[Data records Boundary: Start]

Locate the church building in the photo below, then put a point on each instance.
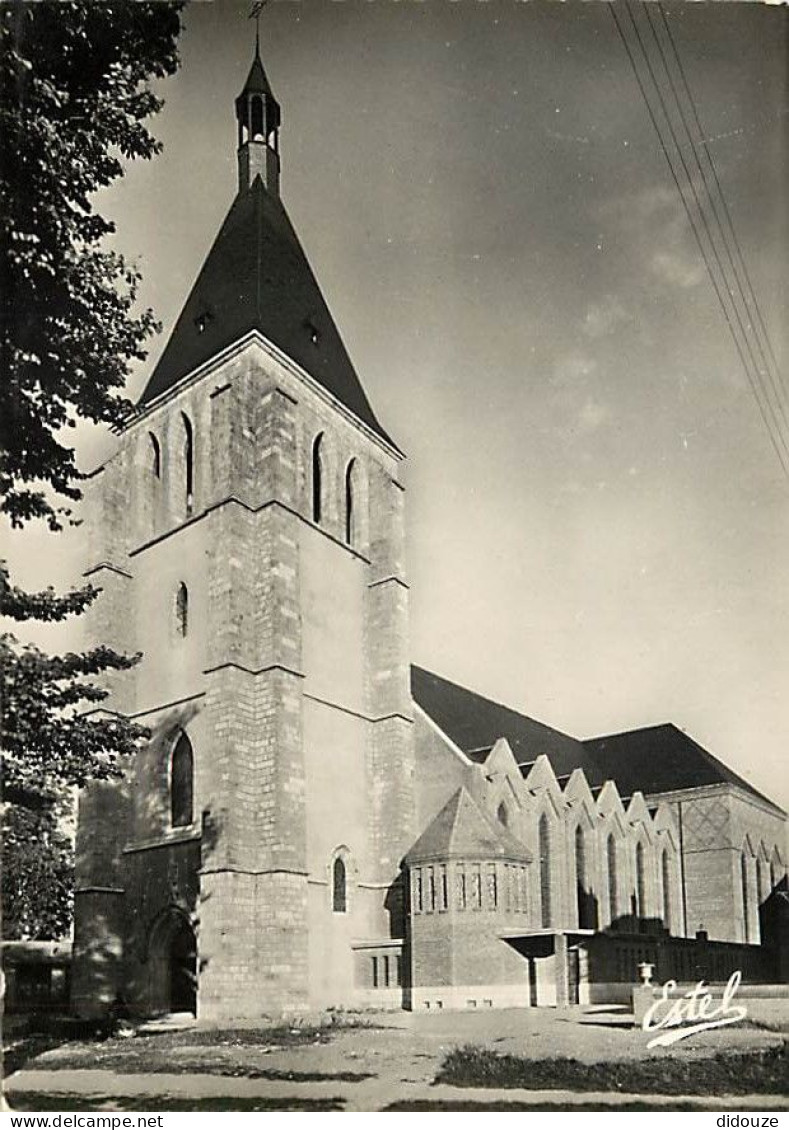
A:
(315, 823)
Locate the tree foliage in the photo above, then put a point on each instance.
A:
(75, 95)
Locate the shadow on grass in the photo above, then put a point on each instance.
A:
(71, 1103)
(762, 1072)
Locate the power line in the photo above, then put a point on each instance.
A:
(692, 222)
(743, 331)
(702, 137)
(760, 371)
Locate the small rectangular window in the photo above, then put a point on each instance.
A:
(477, 888)
(461, 887)
(492, 887)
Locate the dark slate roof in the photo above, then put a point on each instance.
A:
(257, 83)
(653, 759)
(462, 831)
(659, 758)
(475, 724)
(257, 277)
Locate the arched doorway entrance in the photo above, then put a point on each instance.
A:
(173, 965)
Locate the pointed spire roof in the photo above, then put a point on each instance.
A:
(257, 277)
(257, 83)
(464, 831)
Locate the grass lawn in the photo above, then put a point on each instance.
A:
(546, 1107)
(77, 1044)
(761, 1072)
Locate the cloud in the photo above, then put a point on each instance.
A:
(677, 268)
(604, 316)
(591, 416)
(572, 367)
(659, 231)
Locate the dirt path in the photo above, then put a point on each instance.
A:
(371, 1095)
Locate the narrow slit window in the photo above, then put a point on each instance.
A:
(182, 783)
(155, 455)
(613, 901)
(188, 463)
(666, 880)
(318, 479)
(640, 881)
(339, 886)
(350, 504)
(544, 835)
(182, 610)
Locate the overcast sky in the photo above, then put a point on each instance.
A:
(598, 523)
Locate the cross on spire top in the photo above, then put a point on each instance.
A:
(256, 10)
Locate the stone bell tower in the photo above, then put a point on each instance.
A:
(249, 536)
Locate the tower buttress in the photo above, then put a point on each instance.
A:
(258, 115)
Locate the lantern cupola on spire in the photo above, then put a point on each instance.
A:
(258, 115)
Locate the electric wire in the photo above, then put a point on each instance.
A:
(702, 137)
(695, 229)
(764, 368)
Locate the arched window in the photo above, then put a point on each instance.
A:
(339, 886)
(188, 462)
(182, 609)
(544, 834)
(349, 502)
(666, 883)
(257, 119)
(181, 783)
(613, 901)
(155, 454)
(317, 479)
(640, 881)
(582, 894)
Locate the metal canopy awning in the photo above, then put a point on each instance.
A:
(542, 942)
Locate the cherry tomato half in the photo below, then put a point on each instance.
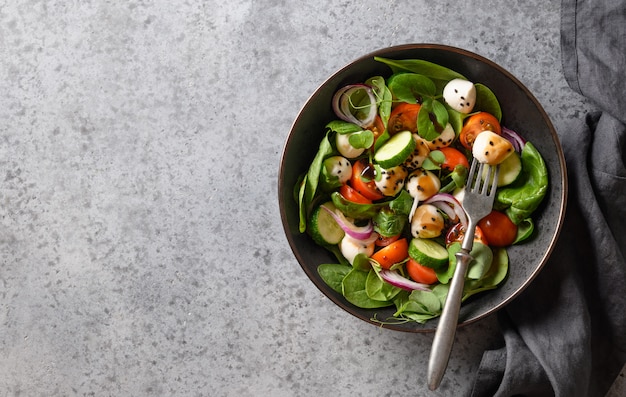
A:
(362, 180)
(454, 157)
(394, 253)
(499, 230)
(353, 196)
(420, 273)
(457, 233)
(383, 241)
(476, 124)
(403, 118)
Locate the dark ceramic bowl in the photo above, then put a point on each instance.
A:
(521, 112)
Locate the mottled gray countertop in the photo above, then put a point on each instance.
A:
(141, 248)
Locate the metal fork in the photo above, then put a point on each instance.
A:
(477, 202)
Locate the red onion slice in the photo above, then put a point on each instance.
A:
(399, 281)
(341, 105)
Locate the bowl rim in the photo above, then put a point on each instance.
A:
(562, 199)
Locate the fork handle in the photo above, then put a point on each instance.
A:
(444, 336)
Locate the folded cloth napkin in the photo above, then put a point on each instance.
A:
(566, 334)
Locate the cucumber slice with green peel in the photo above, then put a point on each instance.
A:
(323, 228)
(396, 150)
(428, 252)
(510, 170)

[Data records Boundary: End]

● **Work task**: A word-for-word copy of the lines above from the one with "Locate the arched doorway" through the one with "Locate the cloud", inclusive, is the only output wanted.

● **Expected output**:
Locate the arched doorway entrance in the photo above, then put a point on each instance.
A:
(173, 965)
Locate the pointed spire roof in the photo above, then put a point on each instance.
A:
(257, 277)
(257, 83)
(464, 831)
Locate the grass lawn in the photo above, then put a point on each instance.
A:
(546, 1107)
(77, 1044)
(761, 1072)
Locate the cloud in the photo above, then put a point on each instance.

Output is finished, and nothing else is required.